[start of DATASET ROWS]

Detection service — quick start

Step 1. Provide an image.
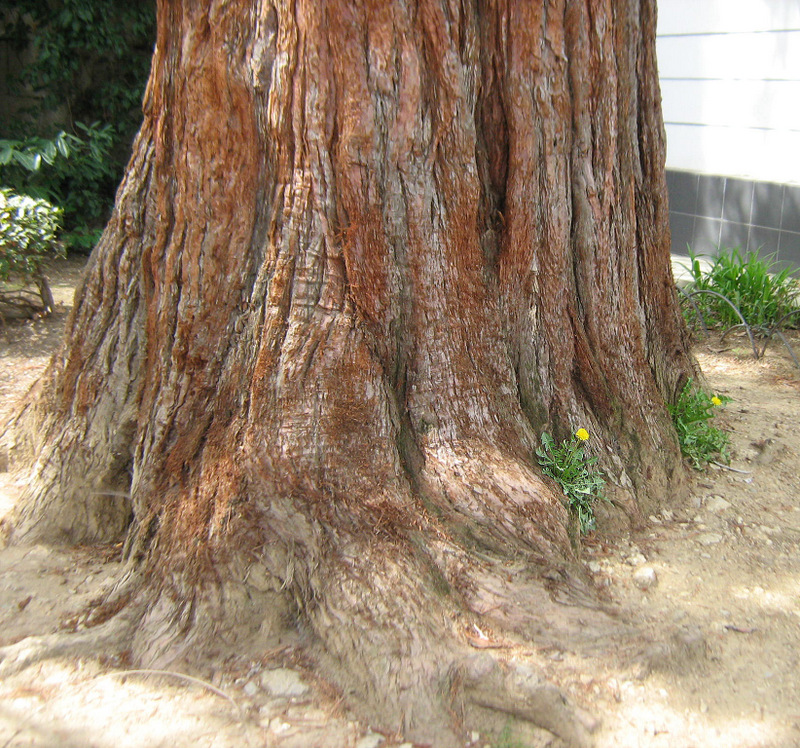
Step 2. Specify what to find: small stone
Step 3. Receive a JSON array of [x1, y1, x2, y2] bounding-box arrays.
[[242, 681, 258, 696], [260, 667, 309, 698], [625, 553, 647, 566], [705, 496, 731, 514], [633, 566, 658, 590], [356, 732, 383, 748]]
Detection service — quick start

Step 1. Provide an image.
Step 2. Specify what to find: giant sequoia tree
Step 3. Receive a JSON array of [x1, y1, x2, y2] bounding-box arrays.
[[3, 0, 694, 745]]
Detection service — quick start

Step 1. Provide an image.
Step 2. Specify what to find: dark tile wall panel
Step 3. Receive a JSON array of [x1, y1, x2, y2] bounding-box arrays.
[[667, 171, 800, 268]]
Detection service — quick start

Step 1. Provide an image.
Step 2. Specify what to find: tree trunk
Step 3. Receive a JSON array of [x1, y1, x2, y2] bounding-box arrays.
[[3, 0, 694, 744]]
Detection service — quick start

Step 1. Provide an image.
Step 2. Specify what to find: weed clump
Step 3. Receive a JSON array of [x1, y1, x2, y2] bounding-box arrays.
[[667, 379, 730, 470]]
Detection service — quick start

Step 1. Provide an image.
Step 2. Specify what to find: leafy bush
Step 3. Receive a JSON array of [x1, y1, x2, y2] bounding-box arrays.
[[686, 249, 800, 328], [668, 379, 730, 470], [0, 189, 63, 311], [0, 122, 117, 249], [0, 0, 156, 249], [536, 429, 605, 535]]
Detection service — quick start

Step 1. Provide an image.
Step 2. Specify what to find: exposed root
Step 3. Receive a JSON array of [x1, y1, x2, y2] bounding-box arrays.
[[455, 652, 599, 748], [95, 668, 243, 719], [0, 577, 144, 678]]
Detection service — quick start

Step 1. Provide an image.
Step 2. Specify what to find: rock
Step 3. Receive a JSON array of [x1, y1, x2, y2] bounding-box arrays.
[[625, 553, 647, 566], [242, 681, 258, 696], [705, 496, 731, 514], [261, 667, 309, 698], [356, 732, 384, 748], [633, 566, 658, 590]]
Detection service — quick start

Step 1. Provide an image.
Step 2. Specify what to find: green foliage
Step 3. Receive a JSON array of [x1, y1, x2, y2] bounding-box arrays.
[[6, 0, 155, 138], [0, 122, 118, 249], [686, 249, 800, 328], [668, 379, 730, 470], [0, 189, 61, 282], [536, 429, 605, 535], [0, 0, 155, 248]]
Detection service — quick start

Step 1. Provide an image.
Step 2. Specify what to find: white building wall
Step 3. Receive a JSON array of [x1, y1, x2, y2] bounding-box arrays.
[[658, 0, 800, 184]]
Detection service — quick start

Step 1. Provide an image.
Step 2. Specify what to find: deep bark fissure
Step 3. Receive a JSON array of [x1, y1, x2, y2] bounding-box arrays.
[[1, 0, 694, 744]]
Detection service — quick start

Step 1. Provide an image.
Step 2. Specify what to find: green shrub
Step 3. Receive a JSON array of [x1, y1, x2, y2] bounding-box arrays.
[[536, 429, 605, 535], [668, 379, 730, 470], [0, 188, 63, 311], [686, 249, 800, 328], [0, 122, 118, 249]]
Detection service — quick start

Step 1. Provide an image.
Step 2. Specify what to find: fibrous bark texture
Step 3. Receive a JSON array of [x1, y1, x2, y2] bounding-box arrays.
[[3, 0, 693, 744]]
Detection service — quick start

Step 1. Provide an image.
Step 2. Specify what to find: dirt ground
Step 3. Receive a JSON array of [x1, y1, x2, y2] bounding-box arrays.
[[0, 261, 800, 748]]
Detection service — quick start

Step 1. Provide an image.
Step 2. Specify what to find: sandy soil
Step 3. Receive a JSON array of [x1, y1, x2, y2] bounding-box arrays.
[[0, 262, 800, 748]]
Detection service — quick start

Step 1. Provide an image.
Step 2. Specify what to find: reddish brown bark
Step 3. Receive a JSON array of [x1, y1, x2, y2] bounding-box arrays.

[end of DATASET ROWS]

** REQUEST **
Give only the number of lines above that contain the word "tree".

** OUTPUT BELOW **
2